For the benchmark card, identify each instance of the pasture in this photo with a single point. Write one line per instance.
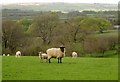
(81, 68)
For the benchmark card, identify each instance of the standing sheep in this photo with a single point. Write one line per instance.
(74, 54)
(42, 55)
(58, 53)
(8, 54)
(18, 54)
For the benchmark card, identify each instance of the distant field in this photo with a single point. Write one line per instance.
(0, 67)
(30, 68)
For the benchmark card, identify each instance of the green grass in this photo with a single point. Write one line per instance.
(0, 68)
(30, 68)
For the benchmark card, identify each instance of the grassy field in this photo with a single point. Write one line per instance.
(31, 68)
(0, 68)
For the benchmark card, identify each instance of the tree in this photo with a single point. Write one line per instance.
(12, 35)
(43, 26)
(25, 22)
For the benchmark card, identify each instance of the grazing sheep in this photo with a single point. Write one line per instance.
(8, 54)
(74, 55)
(3, 54)
(18, 54)
(43, 55)
(58, 53)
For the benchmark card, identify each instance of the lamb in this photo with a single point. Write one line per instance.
(3, 54)
(74, 54)
(42, 55)
(58, 53)
(8, 54)
(18, 54)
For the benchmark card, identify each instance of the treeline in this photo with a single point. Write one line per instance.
(47, 30)
(15, 14)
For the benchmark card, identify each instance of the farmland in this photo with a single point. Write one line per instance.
(81, 68)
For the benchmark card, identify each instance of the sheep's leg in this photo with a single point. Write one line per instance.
(49, 60)
(60, 60)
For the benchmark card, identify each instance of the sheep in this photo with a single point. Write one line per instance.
(18, 54)
(42, 55)
(58, 53)
(74, 54)
(3, 54)
(8, 54)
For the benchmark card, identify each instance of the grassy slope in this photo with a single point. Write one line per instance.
(0, 68)
(73, 69)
#####
Aim: Repeat all of the rows above word for word, and leave the picture out of your answer.

Output of the exercise:
For the benchmark card, identify each instance of the pasture in this photo with a single point. Write one line per instance.
(81, 68)
For the benchmark card, identify each instance of the standing sheep in this photo with a single point. Write one line per instance.
(74, 54)
(42, 55)
(58, 53)
(8, 54)
(18, 54)
For the benchmark card, identify each instance of the distant field in this photo with a single point. Write one line per instance.
(0, 67)
(30, 68)
For the benchmark card, identify each instance of the green grass in this photo with a single point. Write one line per instance.
(0, 68)
(30, 68)
For the benchmark card, identify each instance of the grassy field in this photo with a single point. Write one line per instance.
(31, 68)
(0, 68)
For the benchmark card, identify each instance of the tree in this photo with a single point. Write one line per instance.
(12, 35)
(43, 26)
(25, 22)
For the benchmark card, identify each instance of the grazing sheep in this photo with a single point. Write one line per instance.
(8, 54)
(74, 55)
(3, 54)
(18, 54)
(43, 55)
(58, 53)
For the benchmark card, identify each instance of the lamb in this photo with a single point. Write one line per instance.
(3, 54)
(74, 54)
(42, 55)
(58, 53)
(8, 54)
(18, 54)
For the benchmark card, identify each instance of the treeline in this photo with a single point. Write one line per instance.
(47, 30)
(15, 14)
For the benchmark card, identify each instance of the farmland in this photo with a single point. Write one line per instance.
(81, 68)
For the benchmark card, identify each instance of the sheep's leg in this photo with a single point. Write one line per instance.
(49, 60)
(60, 60)
For the benchmark card, identify each instance of the sheep in this photo with a single point. Write one line per instance.
(18, 54)
(42, 55)
(58, 53)
(74, 54)
(3, 54)
(8, 54)
For the benchmark card, identify each instance of the grassy slope in this photo with a single point. Write one line per instance.
(0, 68)
(73, 69)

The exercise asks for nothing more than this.